▶ _Records for processing_
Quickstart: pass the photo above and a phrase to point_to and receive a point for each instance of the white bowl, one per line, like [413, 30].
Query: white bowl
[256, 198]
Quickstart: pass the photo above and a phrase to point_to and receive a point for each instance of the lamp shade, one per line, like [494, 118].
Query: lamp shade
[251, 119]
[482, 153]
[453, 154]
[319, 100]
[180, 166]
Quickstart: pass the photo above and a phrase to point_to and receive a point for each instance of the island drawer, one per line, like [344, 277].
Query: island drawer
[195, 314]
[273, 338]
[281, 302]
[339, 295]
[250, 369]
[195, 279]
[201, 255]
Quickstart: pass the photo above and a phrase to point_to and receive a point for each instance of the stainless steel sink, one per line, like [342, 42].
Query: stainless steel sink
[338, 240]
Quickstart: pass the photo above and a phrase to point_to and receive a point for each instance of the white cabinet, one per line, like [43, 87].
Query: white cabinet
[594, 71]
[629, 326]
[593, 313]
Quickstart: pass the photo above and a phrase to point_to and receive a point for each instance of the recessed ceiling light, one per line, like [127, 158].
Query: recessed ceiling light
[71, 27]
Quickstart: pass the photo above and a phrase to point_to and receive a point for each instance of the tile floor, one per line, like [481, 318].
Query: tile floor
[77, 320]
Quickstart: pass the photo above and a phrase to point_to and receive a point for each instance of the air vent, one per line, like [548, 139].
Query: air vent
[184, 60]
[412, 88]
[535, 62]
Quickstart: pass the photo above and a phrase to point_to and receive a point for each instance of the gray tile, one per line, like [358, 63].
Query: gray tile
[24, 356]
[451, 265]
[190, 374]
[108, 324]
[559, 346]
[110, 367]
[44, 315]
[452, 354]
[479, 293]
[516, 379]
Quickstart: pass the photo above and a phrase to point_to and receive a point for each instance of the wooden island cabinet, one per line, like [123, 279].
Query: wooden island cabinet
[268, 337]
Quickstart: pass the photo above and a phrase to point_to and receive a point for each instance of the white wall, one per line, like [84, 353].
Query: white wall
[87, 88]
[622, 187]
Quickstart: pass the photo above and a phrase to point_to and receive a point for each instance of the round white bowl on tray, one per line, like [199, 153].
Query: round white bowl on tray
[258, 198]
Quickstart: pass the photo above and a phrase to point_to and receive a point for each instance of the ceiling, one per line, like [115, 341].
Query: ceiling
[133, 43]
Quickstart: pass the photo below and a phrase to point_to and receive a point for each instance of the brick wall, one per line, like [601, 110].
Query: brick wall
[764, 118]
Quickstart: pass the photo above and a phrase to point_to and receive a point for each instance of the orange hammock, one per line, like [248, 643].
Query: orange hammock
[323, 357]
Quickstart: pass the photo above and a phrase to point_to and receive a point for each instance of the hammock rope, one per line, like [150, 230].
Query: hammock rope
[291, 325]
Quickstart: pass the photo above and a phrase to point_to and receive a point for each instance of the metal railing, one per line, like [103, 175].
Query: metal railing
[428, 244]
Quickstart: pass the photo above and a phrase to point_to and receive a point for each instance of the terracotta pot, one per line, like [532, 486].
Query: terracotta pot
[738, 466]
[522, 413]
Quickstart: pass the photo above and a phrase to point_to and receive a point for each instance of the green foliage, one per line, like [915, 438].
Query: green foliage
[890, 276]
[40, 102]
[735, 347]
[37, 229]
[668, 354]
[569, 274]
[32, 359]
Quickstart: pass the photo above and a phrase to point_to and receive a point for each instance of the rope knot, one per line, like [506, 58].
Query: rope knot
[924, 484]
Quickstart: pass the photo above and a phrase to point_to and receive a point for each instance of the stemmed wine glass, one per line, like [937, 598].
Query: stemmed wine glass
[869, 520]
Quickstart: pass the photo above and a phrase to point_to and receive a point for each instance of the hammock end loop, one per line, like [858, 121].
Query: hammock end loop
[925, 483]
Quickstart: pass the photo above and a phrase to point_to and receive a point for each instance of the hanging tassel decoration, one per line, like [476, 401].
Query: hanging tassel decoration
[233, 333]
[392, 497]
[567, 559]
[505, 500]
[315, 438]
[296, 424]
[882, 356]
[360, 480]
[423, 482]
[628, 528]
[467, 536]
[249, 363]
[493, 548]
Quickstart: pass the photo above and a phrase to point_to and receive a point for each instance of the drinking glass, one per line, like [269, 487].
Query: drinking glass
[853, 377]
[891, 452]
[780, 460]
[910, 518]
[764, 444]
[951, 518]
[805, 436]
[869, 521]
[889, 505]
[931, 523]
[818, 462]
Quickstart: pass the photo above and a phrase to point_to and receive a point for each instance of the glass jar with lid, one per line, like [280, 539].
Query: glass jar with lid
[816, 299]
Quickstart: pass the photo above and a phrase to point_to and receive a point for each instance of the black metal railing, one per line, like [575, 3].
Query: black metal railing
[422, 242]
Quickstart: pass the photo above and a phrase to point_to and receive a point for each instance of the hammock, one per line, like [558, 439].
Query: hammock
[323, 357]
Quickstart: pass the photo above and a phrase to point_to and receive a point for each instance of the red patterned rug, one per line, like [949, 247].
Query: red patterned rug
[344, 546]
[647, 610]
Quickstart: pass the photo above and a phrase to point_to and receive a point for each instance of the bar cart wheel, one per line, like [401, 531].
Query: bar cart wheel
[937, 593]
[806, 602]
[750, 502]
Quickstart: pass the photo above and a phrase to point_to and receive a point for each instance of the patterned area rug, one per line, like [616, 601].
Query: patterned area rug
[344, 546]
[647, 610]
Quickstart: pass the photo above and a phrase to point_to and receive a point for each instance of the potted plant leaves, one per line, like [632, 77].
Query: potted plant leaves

▶ _Stated problem_
Copy out every item above, word for word and in the same order.

▶ _Result of the task_
Quickstart: pass the photo above and a phrase to point_to and receive a point for each instance of the white bowl, one per line, like [413, 30].
Query: white bowl
[256, 198]
Quickstart: pass the photo above and a phrase to point_to and receive a point for each instance of the lamp shade, one per line, like [494, 118].
Query: lamp shade
[251, 119]
[482, 153]
[453, 154]
[319, 100]
[180, 166]
Quickstart: pass the photo above and a phrase to point_to and receive a point for each instance of the island drawer, one per line, like [344, 277].
Query: island drawer
[195, 314]
[273, 338]
[281, 302]
[339, 295]
[250, 369]
[195, 279]
[201, 255]
Quickstart: pass the photo above and a phrase to point_to and receive a point for each instance of the stainless steel sink, one per line, like [342, 42].
Query: stainless steel sink
[338, 240]
Quickstart: pass the photo above and a phrase to point_to and receive a point for each instance of the white cabinet, one per line, like [43, 87].
Query: white cabinet
[594, 71]
[629, 326]
[593, 313]
Quickstart: pass the photo above and a phrase to point_to and receive a point for each instance of the recessed ceiling light, one per line, like [127, 158].
Query: recessed ceiling light
[71, 27]
Quickstart: pass the photo above and a phrase to point_to and receive a point for each instance of the tile floor, one per line, like [481, 318].
Query: tile floor
[77, 320]
Quickstart: pass the photo above and a phrase to point_to and receive a point for each instance of the air vent, one per line, like [548, 139].
Query: air vent
[184, 60]
[412, 88]
[535, 62]
Quickstart: pass the photo above and a phrase to point_to and receive a point for each instance of the gray tile, one per line, like [358, 63].
Query: gray tile
[24, 356]
[451, 265]
[190, 374]
[108, 324]
[559, 346]
[110, 367]
[44, 315]
[452, 354]
[479, 293]
[516, 379]
Quickstart: pass the photo above and a phrase to point_to and receive a point for each instance of the wooden island cabinet, one per line, like [123, 279].
Query: wooden island cabinet
[268, 337]
Quickstart: pass the photo above and a phrase to point_to and receive a point for each instance of the white wall, one per line, like [84, 353].
Query: white wall
[87, 88]
[622, 187]
Quickstart: pass the photo above and a phrase to point_to and receive a point for each instance of the round white bowl on tray, one per line, like [199, 153].
Query: round white bowl on tray
[258, 198]
Quickstart: pass the photo above and a phrase to point_to and receive a point for each instance of the ceiling, one per line, like [115, 341].
Query: ceiling
[133, 43]
Quickstart: pass the photo below and a phrase to point_to and receive a point for each instance of the brick wall, one per line, like [601, 110].
Query: brick wall
[764, 118]
Quickstart: pass the photo above and a phrase to point_to and receive a point for each instance of the orange hammock, one per line, like [248, 643].
Query: orange hammock
[323, 357]
Quickstart: pass the photo above and a phrase to point_to and receive a point for each instance of the hammock rope, one per line, like [150, 230].
Query: hammock rope
[291, 325]
Quickstart: pass the photo above and a phrase to point_to and receive a point for each instance of the metal railing, one per line, like [103, 175].
Query: metal railing
[428, 244]
Quickstart: pass the photo above and a phrase to point_to and receive a point for each instance of the terracotta pot, one per line, like [532, 486].
Query: terracotta pot
[738, 466]
[522, 413]
Quickstart: pass the photo above and a phrase to point_to and receive a point for each instance of the green foliage, one per line, like [915, 438].
Query: green foliage
[890, 276]
[40, 102]
[735, 347]
[37, 229]
[668, 354]
[569, 274]
[32, 359]
Quickstart: pass the photo above and a phrase to point_to and receive a point for each instance of the rope knot, one per line, like [506, 58].
Query: rope knot
[924, 484]
Quickstart: pass the photo above and a phrase to point_to and receive a point for each instance of the stemmed wine glass, one per line, like [937, 598].
Query: stemmed wine glass
[869, 520]
Quickstart: pass the photo above and a phrase to point_to and receive a point for each instance of the hammock end loop, one per line, like [858, 121].
Query: hammock end loop
[925, 483]
Quickstart: pass the photo above and a phrase to point_to and receive a point for each instance of the hanging tassel decoration, one per line, like [476, 401].
Query: hanging tassel decoration
[233, 333]
[392, 497]
[567, 559]
[505, 500]
[315, 438]
[296, 424]
[882, 356]
[360, 480]
[423, 482]
[628, 528]
[467, 536]
[249, 363]
[493, 548]
Quickstart: pass the photo above and a phrase to point_to and receive a point for each instance of the drinking glass, one per line, like [269, 487].
Query: drinking glass
[853, 377]
[891, 452]
[780, 460]
[910, 518]
[764, 444]
[951, 518]
[805, 436]
[869, 521]
[889, 505]
[931, 523]
[818, 462]
Quickstart: pass the photo above and a phrase to point_to and receive a point for each instance of the glass jar with lid, one per line, like [280, 539].
Query: glass jar with lid
[816, 299]
Quickstart: pass the photo above and a phrase to point_to and receive a point for each instance of the black metal railing, one per line, like [575, 3].
Query: black metal railing
[422, 242]
Quickstart: pass the photo above and a phrase to point_to and receive a point for each instance of the hammock, one per line, like [558, 439].
Query: hammock
[323, 357]
Quickstart: pass the photo above and a phrase to point_to and receive a point for each instance of the red patterned rug, one per line, like [949, 247].
Query: red patterned rug
[344, 546]
[647, 610]
Quickstart: pass the photo above and a phrase to point_to and receive a point for each instance of the bar cart wheel, one per line, like [401, 531].
Query: bar cart wheel
[937, 593]
[806, 602]
[750, 502]
Quickstart: pass the photo above and a phrase to point_to and receive a point for each instance of the patterned area rug, one per line, like [616, 601].
Query: patterned area rug
[344, 546]
[647, 610]
Quickstart: pass the photo above and a phrase to point_to and receive a point for each instance of the potted plant leaves, one per line, like [632, 77].
Query: potted plant leaves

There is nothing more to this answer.